Count the lines of the records below that hold the word "neck", and give only the number.
───── Input data
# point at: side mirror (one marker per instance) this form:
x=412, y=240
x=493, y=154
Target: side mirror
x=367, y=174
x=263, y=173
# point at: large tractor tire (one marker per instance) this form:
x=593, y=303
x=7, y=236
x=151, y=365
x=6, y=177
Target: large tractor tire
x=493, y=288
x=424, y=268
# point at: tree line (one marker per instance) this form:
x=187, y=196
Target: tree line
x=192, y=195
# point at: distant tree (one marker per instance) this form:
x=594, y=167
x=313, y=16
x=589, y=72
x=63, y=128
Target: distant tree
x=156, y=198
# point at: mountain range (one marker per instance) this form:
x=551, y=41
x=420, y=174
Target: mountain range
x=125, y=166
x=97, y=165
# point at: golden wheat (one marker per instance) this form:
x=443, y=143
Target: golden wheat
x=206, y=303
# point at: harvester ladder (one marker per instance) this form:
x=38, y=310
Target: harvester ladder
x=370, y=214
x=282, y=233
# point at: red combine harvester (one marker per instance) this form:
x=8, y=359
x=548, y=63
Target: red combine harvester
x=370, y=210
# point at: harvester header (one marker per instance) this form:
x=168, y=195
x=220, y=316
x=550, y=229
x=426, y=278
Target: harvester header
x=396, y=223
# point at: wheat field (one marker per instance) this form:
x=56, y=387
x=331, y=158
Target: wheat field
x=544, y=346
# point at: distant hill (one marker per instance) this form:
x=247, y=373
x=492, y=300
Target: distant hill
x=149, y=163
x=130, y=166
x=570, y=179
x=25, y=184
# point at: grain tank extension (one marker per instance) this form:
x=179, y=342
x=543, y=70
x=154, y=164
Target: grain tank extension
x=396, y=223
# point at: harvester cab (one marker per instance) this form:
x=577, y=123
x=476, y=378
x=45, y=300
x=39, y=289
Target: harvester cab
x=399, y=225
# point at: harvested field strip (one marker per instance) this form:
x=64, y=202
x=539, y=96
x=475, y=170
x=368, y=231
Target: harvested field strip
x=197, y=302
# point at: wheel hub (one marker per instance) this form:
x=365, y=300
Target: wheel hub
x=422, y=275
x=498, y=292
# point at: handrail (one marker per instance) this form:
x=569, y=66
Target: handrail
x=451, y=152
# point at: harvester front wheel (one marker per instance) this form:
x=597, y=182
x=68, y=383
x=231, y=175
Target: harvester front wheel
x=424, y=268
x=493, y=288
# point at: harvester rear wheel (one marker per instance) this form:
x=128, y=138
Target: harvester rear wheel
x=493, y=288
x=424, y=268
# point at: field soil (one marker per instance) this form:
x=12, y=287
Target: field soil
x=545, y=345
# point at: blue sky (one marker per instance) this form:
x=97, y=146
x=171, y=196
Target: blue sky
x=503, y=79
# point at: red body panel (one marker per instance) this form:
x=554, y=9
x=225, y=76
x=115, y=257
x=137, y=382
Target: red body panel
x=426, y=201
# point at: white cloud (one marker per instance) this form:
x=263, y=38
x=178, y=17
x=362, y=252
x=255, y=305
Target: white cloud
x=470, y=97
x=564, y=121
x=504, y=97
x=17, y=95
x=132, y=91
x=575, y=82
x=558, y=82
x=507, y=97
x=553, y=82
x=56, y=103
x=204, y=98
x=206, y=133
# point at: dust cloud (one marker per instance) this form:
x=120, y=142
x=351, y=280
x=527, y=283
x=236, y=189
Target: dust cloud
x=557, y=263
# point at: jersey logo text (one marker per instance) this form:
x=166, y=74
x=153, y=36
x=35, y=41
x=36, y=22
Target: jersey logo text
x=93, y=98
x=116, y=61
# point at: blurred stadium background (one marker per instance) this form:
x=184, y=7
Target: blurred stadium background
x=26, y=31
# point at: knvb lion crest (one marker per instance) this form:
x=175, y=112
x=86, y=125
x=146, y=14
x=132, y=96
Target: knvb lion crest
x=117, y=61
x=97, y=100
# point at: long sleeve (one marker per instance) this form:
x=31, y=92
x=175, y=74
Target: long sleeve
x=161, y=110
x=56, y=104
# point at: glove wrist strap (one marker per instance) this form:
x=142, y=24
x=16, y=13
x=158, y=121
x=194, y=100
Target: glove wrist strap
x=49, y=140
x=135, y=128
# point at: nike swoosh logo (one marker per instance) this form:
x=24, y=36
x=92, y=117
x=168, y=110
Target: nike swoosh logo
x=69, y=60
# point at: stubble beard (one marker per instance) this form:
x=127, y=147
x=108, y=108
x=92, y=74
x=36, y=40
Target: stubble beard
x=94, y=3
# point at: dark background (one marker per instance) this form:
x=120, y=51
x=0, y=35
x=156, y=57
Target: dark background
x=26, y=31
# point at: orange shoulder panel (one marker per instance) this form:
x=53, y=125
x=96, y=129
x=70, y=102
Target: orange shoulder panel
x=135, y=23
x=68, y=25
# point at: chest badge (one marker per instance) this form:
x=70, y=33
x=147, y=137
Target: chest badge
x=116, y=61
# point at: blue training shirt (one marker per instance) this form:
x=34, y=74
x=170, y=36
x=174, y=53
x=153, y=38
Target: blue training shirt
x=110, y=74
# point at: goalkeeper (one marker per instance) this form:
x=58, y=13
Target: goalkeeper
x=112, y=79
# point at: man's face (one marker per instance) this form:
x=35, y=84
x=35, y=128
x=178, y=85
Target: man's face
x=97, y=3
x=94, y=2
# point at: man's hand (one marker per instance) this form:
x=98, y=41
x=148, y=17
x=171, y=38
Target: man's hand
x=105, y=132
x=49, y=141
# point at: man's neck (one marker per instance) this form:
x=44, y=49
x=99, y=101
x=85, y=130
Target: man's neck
──────────
● **Solution for this exercise**
2